◆ Quoted passage ◆
>>>>>

Which is a quadratic function of x.

Under this less restrictive assumption, the classifier assigns an observation $X = x$ to the class for which the quadratic score function is the largest:

$$ \delta_k(x) = \log \pi_k - \frac{1}{2} \log |\Sigma_k| - \frac{1}{2} (x - \mu_k)^T \Sigma_k^{-1} (x - \mu_k) $$

Comments on the Bias-Variance tradeoff

Why does it matter whether or not we assume that the K classes share a common covariance matrix? In other words, why would one prefer LDA to QDA, or vice-versa? The answer lies in the bias-variance trade-off. When there are p predictors, then estimating a covariance matrix requires estimating $p(p+1)/2$ parameters. QDA estimates a separate covariance matrix for each class, for a total of $Kp(p+1)/2$ parameters. With 50 predictors is becomes a very large number, and a lot of parameters for the same number of data points.

<<<<<

◆ Task requirements ◆
Quote the passage on quadratic discriminant analysis above in full, word for word. The lines that come next are separate material, unrelated to the passage on quadratic discriminant analysis.

◆ Information supplied ◆
>>>>>

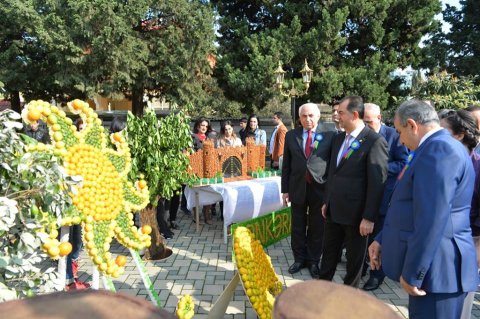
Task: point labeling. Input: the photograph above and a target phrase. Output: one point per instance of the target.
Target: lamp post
(293, 93)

<<<<<

◆ Full response ◆
Which is a quadratic function of x.

Under this less restrictive assumption, the classifier assigns an observation $X = x$ to the class for which the quadratic score function is the largest:

$$ \delta_k(x) = \log \pi_k - \frac{1}{2} \log |\Sigma_k| - \frac{1}{2} (x - \mu_k)^T \Sigma_k^{-1} (x - \mu_k) $$

Comments on the Bias-Variance tradeoff

Why does it matter whether or not we assume that the K classes share a common covariance matrix? In other words, why would one prefer LDA to QDA, or vice-versa? The answer lies in the bias-variance trade-off. When there are p predictors, then estimating a covariance matrix requires estimating $p(p+1)/2$ parameters. QDA estimates a separate covariance matrix for each class, for a total of $Kp(p+1)/2$ parameters. With 50 predictors is becomes a very large number, and a lot of parameters for the same number of data points.